▸ Soal Latihan A
Dapatkah Anda menuliskan lagi catatan dari baris yang memuat "Can you see the dark suit" sampai akhir catatan, dengan menukar "jacket" menjadi "blazer" tanpa mengubah apa pun selain itu?

▸ Kutipan Teks
*****

Wawan Eko Yulianto*
http://nasional.kompas.com/
Apa perlunya sebuah buku yang pernah diterjemahkan puluhan tahun lalu diterjemahkan lagi oleh penerjemah yang berbeda?
Itulah pertanyaan yang menggantung di benak saya ketika membaca curriculum vitae Breon Mitchell, seorang profesor comparative literature asal Indiana University, Bloomington yang hadir di kampus kami sebagai penerjemah tamu. Prof. Breon Mitchell telah menerjemah ulang The Trial (Franz Kafka) dan sedang menyelesaikan penerjemahan The Tin Drum (Günter Grass) dari bahasa Jerman ke bahasa Inggris. Sebenarnya, masing-masing buku itu telah diterjemahkan puluhan tahun sebelumnya. The Trial, dalam edisi bahasa Inggris yang terkenal, diterjemahkan oleh pasangan Muir, dan The Tin Drum diterjemahkan oleh Ralph Manheim.
Mungkin akan terlintas di benak kita pertanyaan-pertanyaan semacam: “Apakah ada kesalahan pada masing-masing edisi terjemahan tersebut, sehingga harus 'dikoreksi'?” Namun, apa yang disampaikan oleh Breon Mitchell sendiri ternyata lebih dari sekedar salah dan benar. Banyak fakta menarik yang layak diambil sebagai pelajaran. Khusus untuk kesempatan ini, saya akan banyak menyoroti hal-hal yang terkait dengan proses penerjemahan The Tin Drum, mengingat tahun 2009 ini adalah peringatan 50 tahun penerbitan novel itu sejak diterbitkan pertama kali dalam bahasa Jerman. Lagipula, masih hangat di benak para pemerhati sastra bagaimana Günter Grass yang telah menjadi otoritas moral di negaranya itu membuat pengakuan mengejutkan dalam sebuah wawancara sebelum peluncuran bukunya Peeling the Onion (2006) bahwa dia terlibat dengan Waffen-SS, sayap militer partai Nazi.
Yang Personal
Di pihak sastrawan, Günter Grass sendiri ternyata telah sekitar 35 tahun menginginkan penerbitnya menerjemah ulang The Tin Drum. Grass menginginkan ada alternatif bagi pembaca, dan dia menunjukkan kesan kekurangpuasan dengan hasil terjemahan Ralph Manheim. Namun, penerbitnya kurang menggubris keinginan Grass tersebut. Ada kesan di pihak penerbit muncul semacam pertanyaan, 'Kenapa harus diterjemahkan ulang, mengeluarkan duit ulang, kalau edisi yang sudah ada di pasaran saja, yang diterjemahkan oleh seorang penerjemah kawakan, sudah bisa menyedot pembaca dan membuat Grass seterkenal ini di kalangan publik pembaca bahasa Inggris?'. Memang, fakta itu tak bisa dipungkiri. Bahkan, menurut Breon, terjemahan Manheim ini punya andil besar mengajak publik melirik sastra Jerman secara umum. Dan sangat besar kemungkinannya edisi Inggris inilah yang akhirnya membuka jalan sehingga banyak orang tertarik kepada Grass dan karya-karyanya selanjutnya hingga akhirnya dia bisa berkesempatan menyampaikan pidato penganugerahan Nobel Kesusastraan yang legendaris itu.

*****

Entri data hasil ekstraksi
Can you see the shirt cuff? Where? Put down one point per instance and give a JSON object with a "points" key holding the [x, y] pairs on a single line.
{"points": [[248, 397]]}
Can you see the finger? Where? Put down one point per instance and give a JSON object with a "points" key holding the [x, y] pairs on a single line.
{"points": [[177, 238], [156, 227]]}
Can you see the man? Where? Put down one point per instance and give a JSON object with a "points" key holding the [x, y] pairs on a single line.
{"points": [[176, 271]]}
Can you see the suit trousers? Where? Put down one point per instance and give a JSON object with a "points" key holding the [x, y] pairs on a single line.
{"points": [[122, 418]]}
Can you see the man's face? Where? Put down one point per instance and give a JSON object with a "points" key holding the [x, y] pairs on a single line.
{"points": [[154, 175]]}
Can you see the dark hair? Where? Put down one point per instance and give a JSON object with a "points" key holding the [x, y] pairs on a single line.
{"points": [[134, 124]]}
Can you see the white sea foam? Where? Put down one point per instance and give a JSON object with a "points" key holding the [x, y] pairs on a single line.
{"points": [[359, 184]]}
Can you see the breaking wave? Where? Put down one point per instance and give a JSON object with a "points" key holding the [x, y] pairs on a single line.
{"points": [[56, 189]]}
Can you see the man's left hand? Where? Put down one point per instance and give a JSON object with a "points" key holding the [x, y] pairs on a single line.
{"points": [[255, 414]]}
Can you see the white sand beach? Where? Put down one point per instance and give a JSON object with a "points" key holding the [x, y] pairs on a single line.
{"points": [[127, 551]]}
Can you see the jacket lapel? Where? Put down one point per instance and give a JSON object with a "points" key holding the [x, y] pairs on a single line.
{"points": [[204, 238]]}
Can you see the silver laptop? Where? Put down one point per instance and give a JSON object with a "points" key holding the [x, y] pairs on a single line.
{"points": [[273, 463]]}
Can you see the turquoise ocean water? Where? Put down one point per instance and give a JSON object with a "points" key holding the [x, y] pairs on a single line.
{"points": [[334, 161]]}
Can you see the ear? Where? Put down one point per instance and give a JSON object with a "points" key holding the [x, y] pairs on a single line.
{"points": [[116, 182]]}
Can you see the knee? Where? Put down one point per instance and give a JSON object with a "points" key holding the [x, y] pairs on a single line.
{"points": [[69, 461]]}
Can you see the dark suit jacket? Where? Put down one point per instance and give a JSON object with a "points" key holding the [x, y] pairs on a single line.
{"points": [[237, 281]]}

*****

▸ Soal Latihan B
Dapatkah Anda mengembalikan persis bagian kutipan teks tentang penerjemahan ulang itu, dari "Mungkin akan terlintas" sampai "militer partai Nazi."?

▸ Jawaban Lengkap A
Can you see the dark suit blazer? Where? Put down one point per instance and give a JSON object with a "points" key holding the [x, y] pairs on a single line.
{"points": [[237, 281]]}

▸ Jawaban Lengkap B
Mungkin akan terlintas di benak kita pertanyaan-pertanyaan semacam: “Apakah ada kesalahan pada masing-masing edisi terjemahan tersebut, sehingga harus 'dikoreksi'?” Namun, apa yang disampaikan oleh Breon Mitchell sendiri ternyata lebih dari sekedar salah dan benar. Banyak fakta menarik yang layak diambil sebagai pelajaran. Khusus untuk kesempatan ini, saya akan banyak menyoroti hal-hal yang terkait dengan proses penerjemahan The Tin Drum, mengingat tahun 2009 ini adalah peringatan 50 tahun penerbitan novel itu sejak diterbitkan pertama kali dalam bahasa Jerman. Lagipula, masih hangat di benak para pemerhati sastra bagaimana Günter Grass yang telah menjadi otoritas moral di negaranya itu membuat pengakuan mengejutkan dalam sebuah wawancara sebelum peluncuran bukunya Peeling the Onion (2006) bahwa dia terlibat dengan Waffen-SS, sayap militer partai Nazi.